## What you will do
Every line in the following data that has "below" counts toward the total; state that total alone.

## Extracted records
* * * * *
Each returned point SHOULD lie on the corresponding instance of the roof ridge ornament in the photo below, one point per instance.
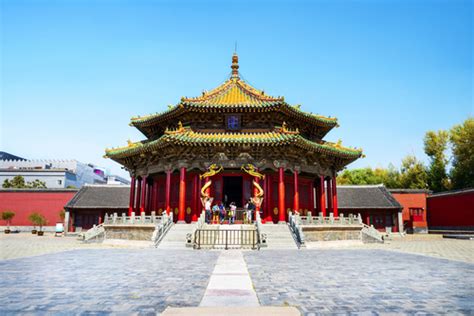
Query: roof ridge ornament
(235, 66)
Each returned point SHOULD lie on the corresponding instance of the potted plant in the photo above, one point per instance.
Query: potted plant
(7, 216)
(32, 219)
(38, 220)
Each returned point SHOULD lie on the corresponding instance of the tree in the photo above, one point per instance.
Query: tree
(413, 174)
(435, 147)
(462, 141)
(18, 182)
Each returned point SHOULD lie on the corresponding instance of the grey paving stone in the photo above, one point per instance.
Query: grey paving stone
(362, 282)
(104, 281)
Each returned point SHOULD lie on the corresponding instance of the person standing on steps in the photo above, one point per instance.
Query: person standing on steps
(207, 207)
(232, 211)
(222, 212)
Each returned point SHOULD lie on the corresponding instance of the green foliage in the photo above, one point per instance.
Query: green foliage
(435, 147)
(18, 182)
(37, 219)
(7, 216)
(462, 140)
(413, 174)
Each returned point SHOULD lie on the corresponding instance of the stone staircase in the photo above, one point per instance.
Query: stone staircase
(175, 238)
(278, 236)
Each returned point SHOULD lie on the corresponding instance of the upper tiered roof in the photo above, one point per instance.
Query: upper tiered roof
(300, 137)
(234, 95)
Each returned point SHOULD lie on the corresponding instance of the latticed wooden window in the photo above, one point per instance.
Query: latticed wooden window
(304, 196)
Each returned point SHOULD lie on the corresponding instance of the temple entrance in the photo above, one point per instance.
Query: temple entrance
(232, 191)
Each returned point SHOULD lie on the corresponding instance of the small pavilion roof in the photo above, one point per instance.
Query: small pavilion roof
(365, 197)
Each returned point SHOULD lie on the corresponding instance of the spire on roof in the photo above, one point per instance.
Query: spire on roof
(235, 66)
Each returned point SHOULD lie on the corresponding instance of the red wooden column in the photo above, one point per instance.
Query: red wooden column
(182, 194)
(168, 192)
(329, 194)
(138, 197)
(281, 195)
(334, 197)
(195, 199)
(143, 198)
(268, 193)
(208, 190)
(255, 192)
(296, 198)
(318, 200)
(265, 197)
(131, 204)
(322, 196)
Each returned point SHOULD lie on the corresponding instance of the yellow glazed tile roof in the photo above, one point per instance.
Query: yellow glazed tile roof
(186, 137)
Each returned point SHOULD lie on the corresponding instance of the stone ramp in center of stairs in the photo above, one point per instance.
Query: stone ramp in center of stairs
* * * * *
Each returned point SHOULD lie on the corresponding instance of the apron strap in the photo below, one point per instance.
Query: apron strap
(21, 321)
* * * * *
## Answer box
2